**Problem details:**
Please find every line in the entries below that contains the word "dipping" and copy each of those lines. Matching is case-sensitive.

**Data supplied:**
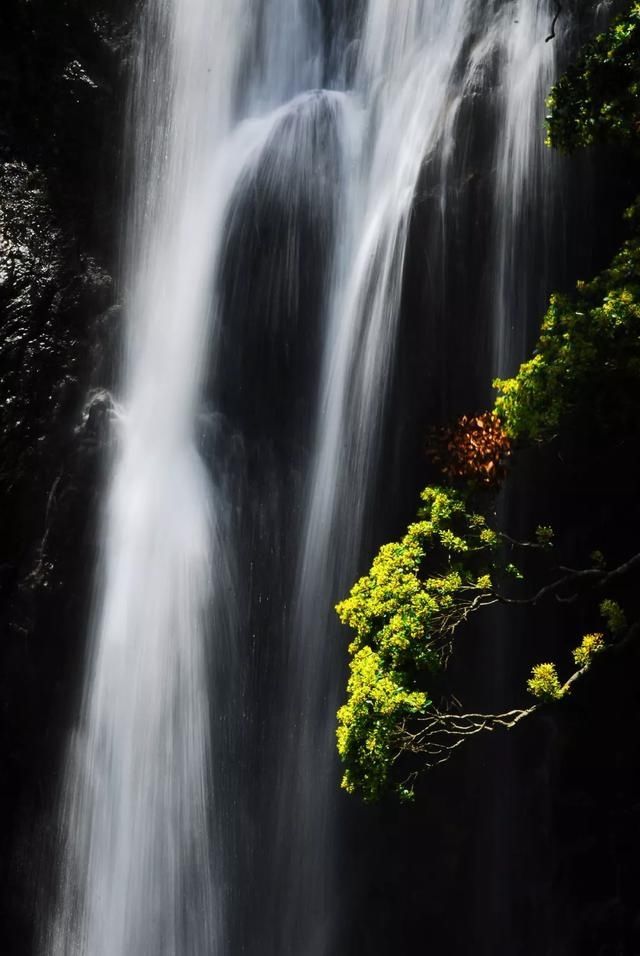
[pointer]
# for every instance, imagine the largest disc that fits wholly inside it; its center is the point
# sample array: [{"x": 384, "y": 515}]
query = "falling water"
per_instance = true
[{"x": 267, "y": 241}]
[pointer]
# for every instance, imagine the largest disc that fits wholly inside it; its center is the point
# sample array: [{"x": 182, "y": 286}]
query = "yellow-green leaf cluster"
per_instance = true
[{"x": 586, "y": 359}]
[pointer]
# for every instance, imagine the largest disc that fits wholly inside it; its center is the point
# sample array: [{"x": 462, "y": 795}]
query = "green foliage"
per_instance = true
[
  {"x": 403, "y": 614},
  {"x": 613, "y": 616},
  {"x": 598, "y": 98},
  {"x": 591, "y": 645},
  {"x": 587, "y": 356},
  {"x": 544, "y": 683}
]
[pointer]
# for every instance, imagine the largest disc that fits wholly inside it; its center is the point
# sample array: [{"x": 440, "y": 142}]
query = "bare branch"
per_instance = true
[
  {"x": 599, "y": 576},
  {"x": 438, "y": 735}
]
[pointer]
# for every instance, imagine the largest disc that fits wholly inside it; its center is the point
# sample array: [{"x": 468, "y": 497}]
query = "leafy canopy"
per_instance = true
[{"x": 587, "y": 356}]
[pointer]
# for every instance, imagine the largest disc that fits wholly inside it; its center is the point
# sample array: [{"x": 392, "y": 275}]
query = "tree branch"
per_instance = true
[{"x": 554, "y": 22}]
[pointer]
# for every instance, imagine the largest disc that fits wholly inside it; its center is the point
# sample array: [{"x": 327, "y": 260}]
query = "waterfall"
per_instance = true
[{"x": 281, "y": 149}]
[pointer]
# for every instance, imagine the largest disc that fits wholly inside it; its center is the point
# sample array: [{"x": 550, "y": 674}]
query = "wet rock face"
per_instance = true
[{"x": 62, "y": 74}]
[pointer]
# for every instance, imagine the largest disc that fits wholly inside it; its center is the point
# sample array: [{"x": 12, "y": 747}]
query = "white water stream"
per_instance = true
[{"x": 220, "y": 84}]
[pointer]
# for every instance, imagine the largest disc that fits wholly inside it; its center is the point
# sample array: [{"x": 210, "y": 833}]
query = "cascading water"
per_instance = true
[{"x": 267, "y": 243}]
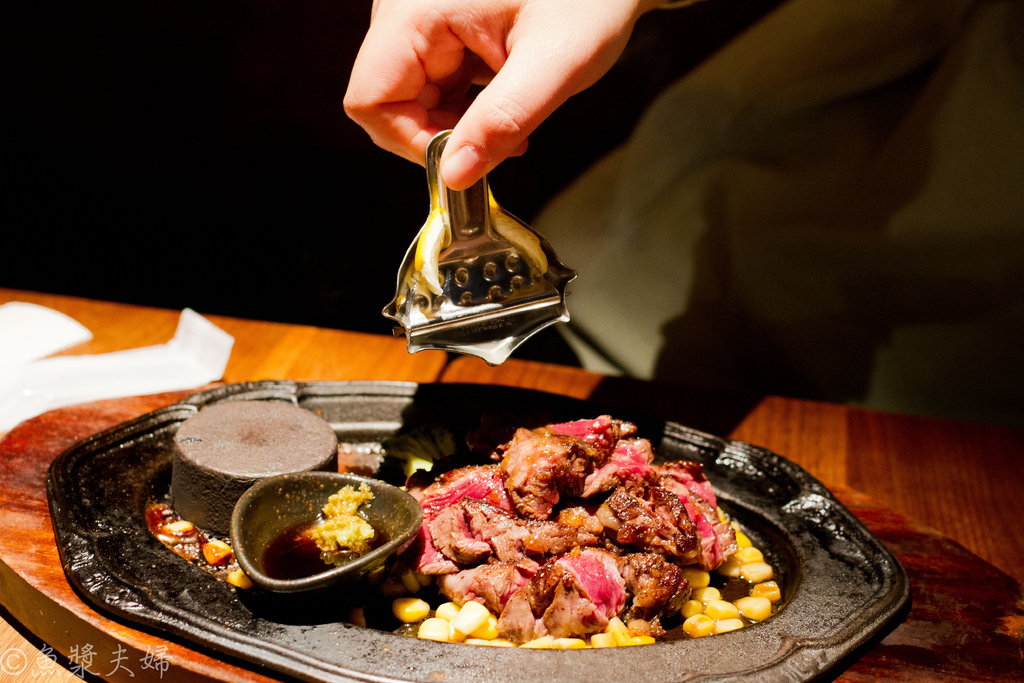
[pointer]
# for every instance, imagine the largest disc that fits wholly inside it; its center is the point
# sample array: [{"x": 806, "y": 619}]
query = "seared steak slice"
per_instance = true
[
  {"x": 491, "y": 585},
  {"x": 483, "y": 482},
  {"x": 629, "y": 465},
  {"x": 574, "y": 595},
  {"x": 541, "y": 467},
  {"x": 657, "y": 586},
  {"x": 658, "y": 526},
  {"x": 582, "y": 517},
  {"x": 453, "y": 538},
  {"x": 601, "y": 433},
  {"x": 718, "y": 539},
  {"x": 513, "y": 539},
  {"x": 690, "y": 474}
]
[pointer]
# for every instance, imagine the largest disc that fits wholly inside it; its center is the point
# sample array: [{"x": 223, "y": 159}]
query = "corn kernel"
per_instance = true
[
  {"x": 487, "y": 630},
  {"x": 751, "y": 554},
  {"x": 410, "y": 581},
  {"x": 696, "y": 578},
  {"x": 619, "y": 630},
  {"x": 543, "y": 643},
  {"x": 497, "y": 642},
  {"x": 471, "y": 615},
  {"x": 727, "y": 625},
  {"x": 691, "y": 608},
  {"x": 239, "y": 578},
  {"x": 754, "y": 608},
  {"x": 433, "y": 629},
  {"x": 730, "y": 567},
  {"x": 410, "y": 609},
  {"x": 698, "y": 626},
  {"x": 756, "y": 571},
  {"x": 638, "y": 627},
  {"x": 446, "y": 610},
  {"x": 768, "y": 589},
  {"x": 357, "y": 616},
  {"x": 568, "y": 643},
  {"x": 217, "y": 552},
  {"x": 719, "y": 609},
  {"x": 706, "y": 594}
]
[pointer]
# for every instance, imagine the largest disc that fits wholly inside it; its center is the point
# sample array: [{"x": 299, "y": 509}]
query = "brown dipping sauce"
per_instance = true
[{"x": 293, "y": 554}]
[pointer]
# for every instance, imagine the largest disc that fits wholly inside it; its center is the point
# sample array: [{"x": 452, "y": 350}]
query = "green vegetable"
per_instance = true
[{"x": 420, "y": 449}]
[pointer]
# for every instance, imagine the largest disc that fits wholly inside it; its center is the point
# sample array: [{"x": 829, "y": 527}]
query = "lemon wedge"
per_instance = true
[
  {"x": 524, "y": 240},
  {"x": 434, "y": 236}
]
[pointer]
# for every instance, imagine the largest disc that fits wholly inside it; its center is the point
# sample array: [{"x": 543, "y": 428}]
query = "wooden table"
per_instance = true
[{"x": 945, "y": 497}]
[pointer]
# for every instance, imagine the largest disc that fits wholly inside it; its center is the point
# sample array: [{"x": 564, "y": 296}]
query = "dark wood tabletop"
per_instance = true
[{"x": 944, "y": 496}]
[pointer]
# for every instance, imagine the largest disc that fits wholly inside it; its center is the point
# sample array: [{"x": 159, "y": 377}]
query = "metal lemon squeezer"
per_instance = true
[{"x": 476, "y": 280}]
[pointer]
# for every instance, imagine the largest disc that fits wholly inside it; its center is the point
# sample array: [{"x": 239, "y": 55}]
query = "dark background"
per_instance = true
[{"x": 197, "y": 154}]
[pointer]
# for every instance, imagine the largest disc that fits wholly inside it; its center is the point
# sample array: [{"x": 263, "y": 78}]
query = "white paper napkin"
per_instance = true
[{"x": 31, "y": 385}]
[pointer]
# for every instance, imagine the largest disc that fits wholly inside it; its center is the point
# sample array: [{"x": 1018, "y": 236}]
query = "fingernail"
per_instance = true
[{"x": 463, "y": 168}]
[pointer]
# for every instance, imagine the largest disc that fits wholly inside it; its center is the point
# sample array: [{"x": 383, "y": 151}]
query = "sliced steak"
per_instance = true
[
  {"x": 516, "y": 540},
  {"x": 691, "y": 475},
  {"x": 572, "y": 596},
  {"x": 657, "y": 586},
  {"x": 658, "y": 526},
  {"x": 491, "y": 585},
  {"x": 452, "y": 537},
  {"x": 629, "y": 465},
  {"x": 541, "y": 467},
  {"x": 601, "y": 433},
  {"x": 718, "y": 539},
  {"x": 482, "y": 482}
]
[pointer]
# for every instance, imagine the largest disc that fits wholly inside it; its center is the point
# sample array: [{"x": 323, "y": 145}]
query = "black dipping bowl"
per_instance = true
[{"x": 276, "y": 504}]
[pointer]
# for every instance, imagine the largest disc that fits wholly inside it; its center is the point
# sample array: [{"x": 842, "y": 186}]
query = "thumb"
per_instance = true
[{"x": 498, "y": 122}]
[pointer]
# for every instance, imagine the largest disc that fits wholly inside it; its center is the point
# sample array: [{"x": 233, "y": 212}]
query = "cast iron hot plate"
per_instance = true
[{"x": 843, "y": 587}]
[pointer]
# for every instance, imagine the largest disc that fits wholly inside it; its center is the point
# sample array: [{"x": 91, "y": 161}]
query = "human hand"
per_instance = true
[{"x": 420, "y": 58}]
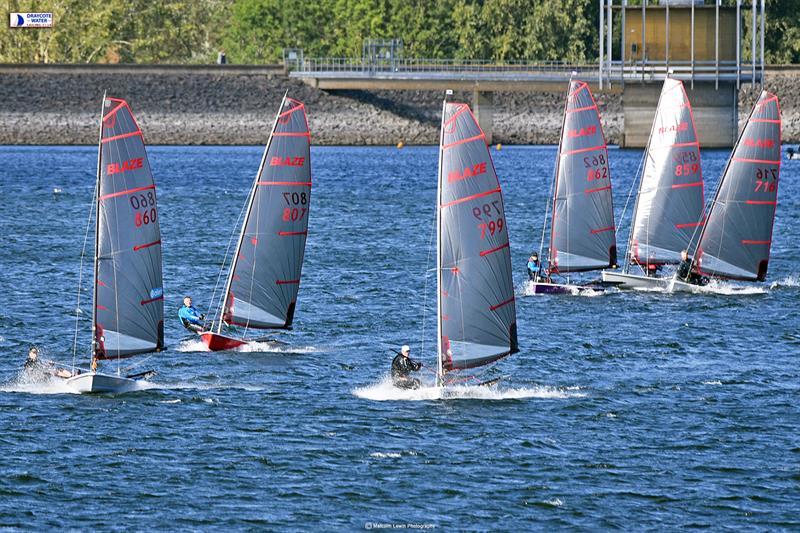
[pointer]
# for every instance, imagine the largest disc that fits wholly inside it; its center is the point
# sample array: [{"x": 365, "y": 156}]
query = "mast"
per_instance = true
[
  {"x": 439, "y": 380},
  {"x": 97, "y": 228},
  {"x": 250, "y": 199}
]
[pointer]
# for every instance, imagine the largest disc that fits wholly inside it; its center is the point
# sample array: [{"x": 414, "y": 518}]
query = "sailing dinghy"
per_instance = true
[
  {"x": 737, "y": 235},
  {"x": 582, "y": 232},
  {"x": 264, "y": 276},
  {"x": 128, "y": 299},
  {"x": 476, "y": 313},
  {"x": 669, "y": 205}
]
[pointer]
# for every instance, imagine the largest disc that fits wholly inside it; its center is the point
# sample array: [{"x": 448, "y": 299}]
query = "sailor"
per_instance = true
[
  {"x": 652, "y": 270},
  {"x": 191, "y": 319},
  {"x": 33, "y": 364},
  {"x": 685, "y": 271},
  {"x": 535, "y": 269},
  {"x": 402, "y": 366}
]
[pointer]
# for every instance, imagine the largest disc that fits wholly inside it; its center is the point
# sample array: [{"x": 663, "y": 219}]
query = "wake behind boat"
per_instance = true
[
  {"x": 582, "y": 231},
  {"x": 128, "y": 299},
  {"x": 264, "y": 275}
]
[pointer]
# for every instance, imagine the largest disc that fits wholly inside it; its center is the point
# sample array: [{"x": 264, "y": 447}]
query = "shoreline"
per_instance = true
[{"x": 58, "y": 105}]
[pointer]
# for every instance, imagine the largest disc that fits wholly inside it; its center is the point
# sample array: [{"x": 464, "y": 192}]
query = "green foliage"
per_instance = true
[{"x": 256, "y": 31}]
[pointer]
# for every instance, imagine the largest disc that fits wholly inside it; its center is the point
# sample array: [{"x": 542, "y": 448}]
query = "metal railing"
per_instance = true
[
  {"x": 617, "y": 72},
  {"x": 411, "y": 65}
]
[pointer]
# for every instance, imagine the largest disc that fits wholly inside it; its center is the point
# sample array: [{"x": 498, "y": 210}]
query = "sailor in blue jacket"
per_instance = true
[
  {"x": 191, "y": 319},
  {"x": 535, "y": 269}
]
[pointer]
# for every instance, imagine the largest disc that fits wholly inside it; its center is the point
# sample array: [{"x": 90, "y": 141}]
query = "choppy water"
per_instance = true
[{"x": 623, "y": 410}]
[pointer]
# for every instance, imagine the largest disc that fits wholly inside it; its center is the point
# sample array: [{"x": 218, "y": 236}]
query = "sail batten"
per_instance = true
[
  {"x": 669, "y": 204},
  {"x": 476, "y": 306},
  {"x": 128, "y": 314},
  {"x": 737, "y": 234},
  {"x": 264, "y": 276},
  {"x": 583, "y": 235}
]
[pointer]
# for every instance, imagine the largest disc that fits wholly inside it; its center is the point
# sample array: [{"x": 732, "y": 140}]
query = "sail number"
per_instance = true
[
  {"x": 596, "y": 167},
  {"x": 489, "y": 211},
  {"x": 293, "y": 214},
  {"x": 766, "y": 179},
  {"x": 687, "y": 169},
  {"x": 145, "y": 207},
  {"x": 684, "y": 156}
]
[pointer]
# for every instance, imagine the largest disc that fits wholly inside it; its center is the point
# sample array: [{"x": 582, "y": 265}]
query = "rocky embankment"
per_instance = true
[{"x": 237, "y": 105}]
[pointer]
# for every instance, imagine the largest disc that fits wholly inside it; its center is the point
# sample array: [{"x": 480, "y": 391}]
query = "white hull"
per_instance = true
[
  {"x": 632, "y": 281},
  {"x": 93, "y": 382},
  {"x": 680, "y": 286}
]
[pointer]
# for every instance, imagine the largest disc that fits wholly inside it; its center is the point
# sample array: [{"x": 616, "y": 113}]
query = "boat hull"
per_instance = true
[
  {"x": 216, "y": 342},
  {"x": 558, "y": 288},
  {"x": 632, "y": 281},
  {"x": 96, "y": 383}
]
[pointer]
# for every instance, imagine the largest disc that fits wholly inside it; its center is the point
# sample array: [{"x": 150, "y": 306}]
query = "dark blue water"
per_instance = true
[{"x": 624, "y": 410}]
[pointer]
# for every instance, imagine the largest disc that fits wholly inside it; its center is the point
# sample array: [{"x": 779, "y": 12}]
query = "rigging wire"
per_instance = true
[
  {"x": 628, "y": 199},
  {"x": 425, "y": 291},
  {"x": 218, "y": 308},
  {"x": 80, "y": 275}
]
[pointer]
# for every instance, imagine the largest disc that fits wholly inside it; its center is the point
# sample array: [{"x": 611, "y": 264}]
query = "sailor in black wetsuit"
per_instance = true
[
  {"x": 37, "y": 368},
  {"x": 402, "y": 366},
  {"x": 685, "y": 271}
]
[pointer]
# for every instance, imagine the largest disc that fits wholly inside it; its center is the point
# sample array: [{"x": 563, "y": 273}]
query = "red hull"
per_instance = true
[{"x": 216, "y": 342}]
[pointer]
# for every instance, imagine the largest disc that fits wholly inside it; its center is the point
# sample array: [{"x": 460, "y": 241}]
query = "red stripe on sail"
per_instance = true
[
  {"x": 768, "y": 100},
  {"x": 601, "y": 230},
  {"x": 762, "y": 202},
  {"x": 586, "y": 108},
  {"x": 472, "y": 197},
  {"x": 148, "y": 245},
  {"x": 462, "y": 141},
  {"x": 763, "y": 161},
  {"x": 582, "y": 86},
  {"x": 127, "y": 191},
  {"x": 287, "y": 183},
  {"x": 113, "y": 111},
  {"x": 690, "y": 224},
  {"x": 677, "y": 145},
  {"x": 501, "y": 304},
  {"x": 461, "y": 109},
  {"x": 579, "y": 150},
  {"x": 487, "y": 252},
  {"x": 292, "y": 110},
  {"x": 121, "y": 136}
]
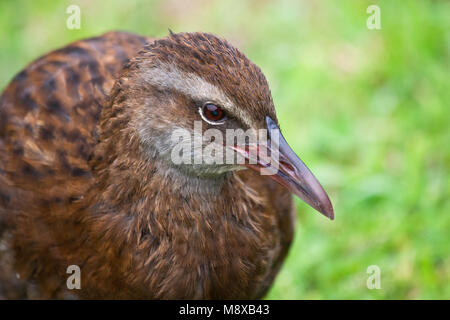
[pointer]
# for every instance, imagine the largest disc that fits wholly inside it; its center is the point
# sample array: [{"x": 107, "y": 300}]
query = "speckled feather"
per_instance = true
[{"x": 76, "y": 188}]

**Result of this exercise:**
query = "brown dipping sauce"
query = "black dipping bowl"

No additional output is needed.